PAGE EXTRACT —

* BEGIN *

Additional features and advantages will be set forth in the detailed description which follows, and, in part, will be readily apparent to those skilled in the art from the description or recognized by practicing the embodiments as described in the written description and claims hereof, as well as the appended drawings. It is to be understood that both the foregoing general description and the following detailed description are exemplary.
The accompanying drawings are included to provide further understanding and are incorporated in and constitute a part of this specification. The drawings illustrate one or more embodiments, and together with the description serve to explain principles and operation of the various embodiments.

BRIEF DESCRIPTION OF THE DRAWINGS

FIG. 1 is a top view of a ratchet wrench with a pivoting head, according to an exemplary embodiment.

FIG. 2 is a detailed perspective view of a pivot joint of the ratchet wrench of FIG. 1, according to an exemplary embodiment.

FIG. 3 is a perspective view of a locking mechanism of the ratchet wrench of FIG. 1, according to an exemplary embodiment.

FIG. 4 is a perspective, sectional view of the locking mechanism of FIG. 3 in a locked position, according to an exemplary embodiment.

FIG. 5 is a perspective, sectional view of the locking mechanism of FIG. 3 in an unlocked position, according to an exemplary embodiment.

* END *

PARTS OF THE EXERCISE —
A - Reproduce the stretch of the ratchet wrench excerpt from "FIG. 2 is a" through "unlocked position, according to an exemplary embodiment.".
B - According to the ratchet wrench excerpt, in what position does FIG. 5 show the locking mechanism?

(Stored items)
* BEGIN *

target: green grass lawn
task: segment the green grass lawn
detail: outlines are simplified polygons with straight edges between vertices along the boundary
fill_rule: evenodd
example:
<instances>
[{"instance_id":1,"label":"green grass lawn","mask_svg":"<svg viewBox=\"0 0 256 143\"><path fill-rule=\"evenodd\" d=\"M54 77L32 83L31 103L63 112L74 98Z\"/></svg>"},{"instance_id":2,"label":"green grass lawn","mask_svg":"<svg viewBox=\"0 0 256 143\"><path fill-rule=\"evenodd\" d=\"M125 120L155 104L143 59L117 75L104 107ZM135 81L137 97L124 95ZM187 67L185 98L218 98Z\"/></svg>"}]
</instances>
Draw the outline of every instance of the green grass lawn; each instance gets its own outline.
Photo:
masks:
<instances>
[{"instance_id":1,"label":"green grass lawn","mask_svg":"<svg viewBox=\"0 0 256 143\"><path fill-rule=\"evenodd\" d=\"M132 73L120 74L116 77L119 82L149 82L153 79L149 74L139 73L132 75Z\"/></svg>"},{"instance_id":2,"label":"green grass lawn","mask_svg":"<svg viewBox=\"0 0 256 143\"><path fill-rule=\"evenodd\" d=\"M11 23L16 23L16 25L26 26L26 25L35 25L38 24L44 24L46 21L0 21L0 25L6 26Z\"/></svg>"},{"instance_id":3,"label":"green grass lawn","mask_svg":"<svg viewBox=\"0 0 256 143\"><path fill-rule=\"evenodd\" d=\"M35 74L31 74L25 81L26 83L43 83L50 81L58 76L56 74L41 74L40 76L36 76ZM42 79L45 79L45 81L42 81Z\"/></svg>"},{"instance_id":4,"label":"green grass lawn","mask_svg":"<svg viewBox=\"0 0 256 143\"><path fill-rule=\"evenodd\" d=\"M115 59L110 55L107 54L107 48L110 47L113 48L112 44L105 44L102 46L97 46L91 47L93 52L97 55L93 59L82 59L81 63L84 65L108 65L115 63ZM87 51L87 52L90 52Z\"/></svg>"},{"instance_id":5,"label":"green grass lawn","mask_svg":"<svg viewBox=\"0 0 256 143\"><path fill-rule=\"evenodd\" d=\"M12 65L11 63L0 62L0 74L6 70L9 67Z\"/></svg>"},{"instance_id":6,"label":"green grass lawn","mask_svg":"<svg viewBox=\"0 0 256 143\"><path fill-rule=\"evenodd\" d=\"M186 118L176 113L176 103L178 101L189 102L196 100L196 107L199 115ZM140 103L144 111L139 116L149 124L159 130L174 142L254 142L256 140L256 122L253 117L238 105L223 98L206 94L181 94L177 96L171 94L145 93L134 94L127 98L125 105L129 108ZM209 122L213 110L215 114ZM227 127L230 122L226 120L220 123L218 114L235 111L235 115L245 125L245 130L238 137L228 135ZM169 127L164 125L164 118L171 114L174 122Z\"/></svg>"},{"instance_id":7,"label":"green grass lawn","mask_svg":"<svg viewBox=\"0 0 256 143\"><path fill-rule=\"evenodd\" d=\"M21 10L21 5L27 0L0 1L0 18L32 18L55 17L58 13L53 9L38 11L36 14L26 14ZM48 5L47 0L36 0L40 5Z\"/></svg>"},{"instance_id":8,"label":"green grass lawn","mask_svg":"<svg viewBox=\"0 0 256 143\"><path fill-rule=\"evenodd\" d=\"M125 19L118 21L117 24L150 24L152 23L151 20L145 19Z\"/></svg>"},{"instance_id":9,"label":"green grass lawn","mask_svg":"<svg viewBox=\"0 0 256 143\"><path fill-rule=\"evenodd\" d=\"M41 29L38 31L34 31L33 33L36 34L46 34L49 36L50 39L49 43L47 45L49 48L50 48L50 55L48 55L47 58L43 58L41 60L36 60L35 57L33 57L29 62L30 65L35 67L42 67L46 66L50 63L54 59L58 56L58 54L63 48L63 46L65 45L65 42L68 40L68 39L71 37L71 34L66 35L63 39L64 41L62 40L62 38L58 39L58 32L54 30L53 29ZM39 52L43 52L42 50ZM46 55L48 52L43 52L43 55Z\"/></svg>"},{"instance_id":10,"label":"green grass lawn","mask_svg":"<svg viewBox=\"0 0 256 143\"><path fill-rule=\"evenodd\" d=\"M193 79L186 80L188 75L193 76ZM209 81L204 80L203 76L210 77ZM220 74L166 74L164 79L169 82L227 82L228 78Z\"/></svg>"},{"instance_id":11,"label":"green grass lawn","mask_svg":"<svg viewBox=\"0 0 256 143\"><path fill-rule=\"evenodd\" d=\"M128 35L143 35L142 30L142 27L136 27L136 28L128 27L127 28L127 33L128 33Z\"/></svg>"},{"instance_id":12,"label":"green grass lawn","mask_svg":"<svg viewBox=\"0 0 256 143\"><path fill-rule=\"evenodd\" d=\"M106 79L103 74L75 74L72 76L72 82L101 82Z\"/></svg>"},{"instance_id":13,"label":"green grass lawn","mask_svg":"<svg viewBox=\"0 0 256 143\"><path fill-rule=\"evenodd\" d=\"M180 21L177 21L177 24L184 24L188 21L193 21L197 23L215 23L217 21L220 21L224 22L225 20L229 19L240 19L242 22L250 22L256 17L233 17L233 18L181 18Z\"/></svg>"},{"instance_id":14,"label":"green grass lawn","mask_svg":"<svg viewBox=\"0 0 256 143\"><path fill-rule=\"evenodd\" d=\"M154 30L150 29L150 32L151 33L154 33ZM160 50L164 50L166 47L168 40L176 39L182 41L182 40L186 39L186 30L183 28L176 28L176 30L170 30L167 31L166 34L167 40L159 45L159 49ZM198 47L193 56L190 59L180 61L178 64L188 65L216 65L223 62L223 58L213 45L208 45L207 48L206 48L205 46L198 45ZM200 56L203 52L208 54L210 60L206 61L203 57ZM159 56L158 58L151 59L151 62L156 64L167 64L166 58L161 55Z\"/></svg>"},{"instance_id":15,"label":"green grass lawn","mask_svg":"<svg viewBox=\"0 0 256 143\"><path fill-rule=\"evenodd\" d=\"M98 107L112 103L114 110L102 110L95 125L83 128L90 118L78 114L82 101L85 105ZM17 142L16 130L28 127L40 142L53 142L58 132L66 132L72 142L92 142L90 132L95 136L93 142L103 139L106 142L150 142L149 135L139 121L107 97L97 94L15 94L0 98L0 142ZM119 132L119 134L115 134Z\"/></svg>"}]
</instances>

* END *
* BEGIN *

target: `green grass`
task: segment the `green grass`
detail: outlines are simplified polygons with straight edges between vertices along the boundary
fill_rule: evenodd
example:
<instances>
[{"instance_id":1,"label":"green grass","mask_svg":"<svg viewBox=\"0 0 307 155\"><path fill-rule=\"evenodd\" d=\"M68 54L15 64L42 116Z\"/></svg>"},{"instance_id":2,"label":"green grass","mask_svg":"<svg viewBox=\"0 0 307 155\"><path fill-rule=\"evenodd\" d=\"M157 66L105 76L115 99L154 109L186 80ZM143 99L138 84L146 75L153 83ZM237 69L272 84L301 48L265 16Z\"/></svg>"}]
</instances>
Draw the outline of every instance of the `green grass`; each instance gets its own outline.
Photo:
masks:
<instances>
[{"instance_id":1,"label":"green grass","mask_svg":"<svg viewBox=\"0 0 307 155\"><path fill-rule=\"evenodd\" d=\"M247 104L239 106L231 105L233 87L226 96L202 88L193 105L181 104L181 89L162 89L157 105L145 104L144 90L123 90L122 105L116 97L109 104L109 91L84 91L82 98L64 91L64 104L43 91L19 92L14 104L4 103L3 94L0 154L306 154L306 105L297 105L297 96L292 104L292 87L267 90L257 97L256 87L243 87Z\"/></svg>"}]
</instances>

* END *

SOLUTIONS TO EACH TASK —
A -
FIG. 2 is a detailed perspective view of a pivot joint of the ratchet wrench of FIG. 1, according to an exemplary embodiment.

FIG. 3 is a perspective view of a locking mechanism of the ratchet wrench of FIG. 1, according to an exemplary embodiment.

FIG. 4 is a perspective, sectional view of the locking mechanism of FIG. 3 in a locked position, according to an exemplary embodiment.

FIG. 5 is a perspective, sectional view of the locking mechanism of FIG. 3 in an unlocked position, according to an exemplary embodiment.

B - In an unlocked position.